#### Set task
Print each line of the listing once more, precisely as given.

Stored items:
*****

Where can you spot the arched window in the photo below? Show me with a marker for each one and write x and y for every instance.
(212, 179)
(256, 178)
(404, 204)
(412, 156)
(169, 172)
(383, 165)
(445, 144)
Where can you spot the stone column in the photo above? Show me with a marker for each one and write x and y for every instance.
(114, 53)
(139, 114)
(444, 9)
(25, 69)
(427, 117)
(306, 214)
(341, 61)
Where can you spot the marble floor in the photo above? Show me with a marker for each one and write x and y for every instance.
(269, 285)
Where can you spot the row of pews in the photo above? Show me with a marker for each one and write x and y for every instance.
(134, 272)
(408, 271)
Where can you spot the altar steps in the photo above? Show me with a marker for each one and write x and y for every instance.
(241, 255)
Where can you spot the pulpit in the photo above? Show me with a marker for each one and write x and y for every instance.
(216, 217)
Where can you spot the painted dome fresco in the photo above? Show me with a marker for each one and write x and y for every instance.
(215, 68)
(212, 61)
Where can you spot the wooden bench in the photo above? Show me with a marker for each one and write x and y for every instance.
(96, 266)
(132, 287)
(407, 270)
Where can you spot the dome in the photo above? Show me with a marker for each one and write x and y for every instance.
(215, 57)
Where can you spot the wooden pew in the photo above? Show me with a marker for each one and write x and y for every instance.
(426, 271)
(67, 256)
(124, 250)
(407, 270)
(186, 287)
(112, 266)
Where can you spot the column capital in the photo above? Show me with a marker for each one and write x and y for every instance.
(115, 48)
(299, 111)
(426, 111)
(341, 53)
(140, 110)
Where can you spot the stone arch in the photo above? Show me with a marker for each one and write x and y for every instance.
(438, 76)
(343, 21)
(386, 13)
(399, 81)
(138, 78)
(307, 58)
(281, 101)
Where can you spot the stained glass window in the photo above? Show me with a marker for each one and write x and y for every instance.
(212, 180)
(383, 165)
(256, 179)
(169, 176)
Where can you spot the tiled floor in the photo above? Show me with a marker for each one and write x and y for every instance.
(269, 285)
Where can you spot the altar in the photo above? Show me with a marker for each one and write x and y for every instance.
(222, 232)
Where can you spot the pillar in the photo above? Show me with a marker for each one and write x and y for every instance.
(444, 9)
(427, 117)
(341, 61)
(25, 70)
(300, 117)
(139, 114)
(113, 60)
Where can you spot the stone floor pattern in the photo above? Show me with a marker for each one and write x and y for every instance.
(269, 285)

*****

#### Expected answer
Where can you spot the arched window in the photo below? Show me with a marker for each one and write x and y for every instance.
(212, 179)
(256, 178)
(404, 204)
(412, 156)
(169, 172)
(383, 165)
(445, 144)
Where can you spot the stone column in the photo above? Show me with a marker for each one and write x and y for every instance.
(114, 53)
(139, 114)
(444, 9)
(25, 69)
(427, 117)
(306, 214)
(341, 61)
Where can you spot the marble floor in the photo above? Show me with a marker for each one and write x and y for every instance.
(269, 285)
Where can you spot the row of pews in the photo above? Show me with a marker for each one and write x and y for every instance.
(134, 272)
(408, 271)
Where can you spot the altar steps in the photo above? Show me with a marker for each one and write x and y for every instance.
(241, 255)
Where can you spot the pulpit in the photo above? Show me with a marker for each one and write x and y for every instance.
(216, 217)
Where can you spot the painted dome fresco in the photo above? Show me with a marker for each one and write x and y for every instance.
(215, 68)
(212, 61)
Where can you spot the wooden bench in the photo above? Show me with a marker for each one and write x and y for every instance.
(96, 266)
(132, 287)
(407, 270)
Where can you spot the dome in the photo above? Show me with a marker for each one and write x and y for every instance.
(215, 57)
Where can you spot the wooden pew in the photo above? Show me with a marker for each one and write x and y for every instance.
(426, 271)
(67, 256)
(124, 250)
(407, 270)
(186, 287)
(112, 266)
Where can you spot the column capital in the photo above? Show me with a marker for each one and write x and y for every instance.
(115, 48)
(299, 111)
(426, 111)
(341, 53)
(140, 110)
Where can you spot the stone arch in the photo above? Show me with a marker for each one and write x and y for every instance.
(438, 76)
(343, 21)
(386, 13)
(399, 81)
(138, 78)
(307, 58)
(281, 101)
Where can you spot the stained glass window in the photo above? Show me with a marker for each one and write x and y for every instance.
(212, 180)
(383, 165)
(256, 179)
(169, 176)
Where can you spot the tiled floor in the photo above? Show me with a marker for each one and write x and y for every instance.
(269, 285)
Where can you spot the altar in the photo above? Show me with a marker for each one and write x and y for every instance.
(222, 232)
Where can you spot the pillar in the photo above? Show me with a marker for each one and write x and y for every instance.
(444, 9)
(427, 117)
(341, 61)
(25, 70)
(300, 117)
(139, 114)
(113, 60)
Where can you spot the stone floor pattern in the photo above? Show me with a marker for each one and write x and y for every instance.
(269, 285)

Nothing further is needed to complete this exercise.